What the task requires ▸ Print all the data, keeping every line exactly as it is.

[Position identification records]

-- -- --

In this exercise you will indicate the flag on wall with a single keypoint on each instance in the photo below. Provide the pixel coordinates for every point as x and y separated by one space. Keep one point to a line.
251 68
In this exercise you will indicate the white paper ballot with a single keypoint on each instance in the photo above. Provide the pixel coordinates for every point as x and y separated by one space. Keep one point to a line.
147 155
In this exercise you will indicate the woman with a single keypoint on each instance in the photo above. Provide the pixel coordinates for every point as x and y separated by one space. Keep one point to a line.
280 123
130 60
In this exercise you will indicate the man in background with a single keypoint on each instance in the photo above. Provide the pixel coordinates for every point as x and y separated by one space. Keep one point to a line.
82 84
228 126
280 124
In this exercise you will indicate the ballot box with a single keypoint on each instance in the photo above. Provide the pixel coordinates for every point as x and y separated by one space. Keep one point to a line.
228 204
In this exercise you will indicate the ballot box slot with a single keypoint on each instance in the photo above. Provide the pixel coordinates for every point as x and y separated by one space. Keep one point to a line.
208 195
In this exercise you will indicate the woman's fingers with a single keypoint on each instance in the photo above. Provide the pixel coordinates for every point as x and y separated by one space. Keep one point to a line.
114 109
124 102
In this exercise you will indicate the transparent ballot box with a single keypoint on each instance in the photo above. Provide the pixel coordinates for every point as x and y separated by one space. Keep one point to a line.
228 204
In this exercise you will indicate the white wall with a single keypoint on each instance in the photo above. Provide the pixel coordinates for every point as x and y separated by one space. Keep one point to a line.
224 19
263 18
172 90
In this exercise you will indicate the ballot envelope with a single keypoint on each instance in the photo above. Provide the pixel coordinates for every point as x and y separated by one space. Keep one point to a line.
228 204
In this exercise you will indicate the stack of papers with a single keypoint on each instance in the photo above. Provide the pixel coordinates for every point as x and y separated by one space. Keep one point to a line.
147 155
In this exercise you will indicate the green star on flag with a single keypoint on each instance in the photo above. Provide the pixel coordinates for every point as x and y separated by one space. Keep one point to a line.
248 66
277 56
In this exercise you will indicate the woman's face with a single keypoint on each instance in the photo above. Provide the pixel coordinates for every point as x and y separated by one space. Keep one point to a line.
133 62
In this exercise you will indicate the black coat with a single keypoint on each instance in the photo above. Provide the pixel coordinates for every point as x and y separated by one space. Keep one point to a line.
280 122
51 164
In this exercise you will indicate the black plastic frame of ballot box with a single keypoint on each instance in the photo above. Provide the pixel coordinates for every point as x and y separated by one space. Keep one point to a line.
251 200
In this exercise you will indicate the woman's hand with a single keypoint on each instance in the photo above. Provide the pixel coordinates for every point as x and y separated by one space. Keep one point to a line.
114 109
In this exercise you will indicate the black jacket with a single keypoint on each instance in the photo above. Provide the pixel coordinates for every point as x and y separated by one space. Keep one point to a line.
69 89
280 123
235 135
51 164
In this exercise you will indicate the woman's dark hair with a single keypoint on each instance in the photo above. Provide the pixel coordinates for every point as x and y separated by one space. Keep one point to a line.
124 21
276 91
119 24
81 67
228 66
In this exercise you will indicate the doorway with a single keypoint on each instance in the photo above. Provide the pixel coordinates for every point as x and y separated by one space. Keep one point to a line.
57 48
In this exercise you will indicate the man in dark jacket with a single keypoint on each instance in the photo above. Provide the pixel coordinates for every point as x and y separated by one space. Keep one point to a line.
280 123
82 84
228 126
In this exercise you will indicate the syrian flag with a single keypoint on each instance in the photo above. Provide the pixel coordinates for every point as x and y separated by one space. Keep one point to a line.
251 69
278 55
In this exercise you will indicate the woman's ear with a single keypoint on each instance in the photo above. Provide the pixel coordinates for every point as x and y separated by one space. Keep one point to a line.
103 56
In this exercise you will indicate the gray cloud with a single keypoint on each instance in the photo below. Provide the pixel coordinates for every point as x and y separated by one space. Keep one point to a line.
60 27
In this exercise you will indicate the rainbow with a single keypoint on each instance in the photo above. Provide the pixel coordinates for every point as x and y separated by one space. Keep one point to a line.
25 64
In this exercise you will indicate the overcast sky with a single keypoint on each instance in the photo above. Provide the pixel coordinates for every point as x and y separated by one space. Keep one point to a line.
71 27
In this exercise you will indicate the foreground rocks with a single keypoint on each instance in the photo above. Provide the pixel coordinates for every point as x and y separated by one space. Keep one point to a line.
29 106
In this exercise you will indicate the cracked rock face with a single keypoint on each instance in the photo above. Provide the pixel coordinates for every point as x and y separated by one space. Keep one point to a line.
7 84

-- -- --

Exercise result ▸
In this exercise you will indicate the flag on wall with a single keypoint on each instance in the photo below. Provide the pixel coordinates for every point as x and y separated by one space. Keep one point to a line.
251 68
In this exercise you will indicate the white paper ballot with a single keypoint on each instance in the photo above. Provide the pixel coordinates for every point as x and y separated by one space. Keep one point to a line.
147 155
In this exercise you will indicate the woman with a single keypoint on each instance in the photo above. Provide the pixel coordinates for every point as x and y separated by one space. Keep one point to a line.
280 123
130 60
In this exercise you will indicate the man in background with a single keypoint on each instance in the photo above. Provide the pixel coordinates for every point as x and y separated by one space. Keep one point to a line.
82 84
228 126
280 124
In this exercise you will indicate the ballot box with a single keypoint on each instance in the photo above. Provide the pixel coordinates for every point as x and y separated by one space. Keep one point to a line.
228 204
In this exercise you will indicate the ballot box slot with a single keypoint on each instance in the photo above. Provide the pixel coordinates for every point as x and y separated by one space. Keep one point to a line.
208 195
In this exercise you will indicate the woman's fingers with a single keypoint on each instance in the photo above. Provide the pixel coordinates for every point as x and y separated by one space. Keep one point to a line.
114 109
124 102
In this exercise you will indicate the transparent ballot box with a single keypoint on each instance in the photo above. Provide the pixel coordinates for every point as x and y separated by one space. Keep one point to a line.
228 204
In this exercise you will indicate the white wall with a single keypoint on each instance in the photo above. Provide the pixel coordinates for every point as x and y separated by one space. Keep one point to a line.
224 19
263 18
172 90
In this exercise you will indicate the ballot envelope with a single keypoint on each instance in the photo above. Provide the pixel coordinates for every point as x and y separated by one space. Keep one point to a line.
228 204
In this exercise you will indicate the stack of papers with a single keypoint on each instance in the photo above. Provide the pixel coordinates for every point as x and y separated by one space. Keep one point to a line.
147 155
In this exercise you will indicate the green star on flag with a single keypoint on each instance in the photo above. Provide the pixel coordinates for every point as x and y separated by one space. Keep one point to a line.
248 66
277 56
In this exercise you will indicate the woman's face with a single keypoint on each instance in the photo above. Provide the pixel coordinates for every point as x and y separated by one space. Keep one point to a line.
133 62
In this exercise you will indicate the black coat with a single keypoint on each instance in the photo above. Provide the pixel coordinates for every point as x and y separated by one space. Keep one point to a line.
280 122
51 164
In this exercise you will indicate the black plastic frame of ballot box with a single keypoint on each instance in the photo above. Provide the pixel coordinates for every point as x and y separated by one space. Keep one point to a line.
251 200
In this exercise you will indicate the woman's hand with a single keypoint on each instance in the photo above. Provide the pixel coordinates for every point as x and y separated by one space. Keep one point to a line.
114 109
In this exercise you will indicate the black jacket with a single keypoint on each instance in the photo above. Provide the pixel coordinates for every point as x and y separated by one space. Keep one point to a line.
69 89
280 123
235 135
51 164
In this exercise you will indicate the woman's dark hair with a single keypoint on each instance in the photo above. Provide the pixel coordinates for every point as x and y separated by one space. Keep one point to a line.
124 21
276 91
119 24
81 67
228 66
In this exercise you will indicate the doorway with a single keypoint on each instance in the photo above. Provide the pixel coordinates for every point as x and y separated by one space. Keep one point to a line.
57 48
In this exercise you will indicate the man in dark jacket with a single keypoint on each instance in the photo above. Provide the pixel coordinates for every point as x and y separated by one space. Keep one point to a line.
280 123
82 84
228 126
In this exercise you will indicate the syrian flag with a single keypoint on each instance in the photo above. Provide the pixel coordinates for every point as x and y separated by one space. Keep one point to a line.
251 69
278 55
In this exercise you will indicate the woman's ear with a single keypoint on each instance in the photo above. Provide the pixel coordinates for every point as x and y separated by one space. Keep one point to a line.
103 56
In this exercise you will indicate the gray cloud with a single keypoint on each instance in the photo below. Provide the pixel coordinates for every point as x and y separated by one space. Keep one point to a line.
60 27
In this exercise you will indicate the rainbow with a single keypoint on each instance in the photo above. Provide the pixel coordinates for every point as x and y separated by one space. Keep one point to a line.
25 64
In this exercise you will indicate the overcast sky with a single keypoint on each instance in the photo above. Provide the pixel coordinates for every point as x and y separated by one space. Keep one point to a line.
71 27
In this exercise you will indicate the foreground rocks with a single keypoint on each instance in the photo above. Provide the pixel coordinates for every point as x and y separated by one space. Keep one point to a line.
29 106
In this exercise you will indicate the cracked rock face with a single keypoint on each instance in the photo above. Provide the pixel coordinates for every point as x and y separated by one space. Keep one point to a line.
7 84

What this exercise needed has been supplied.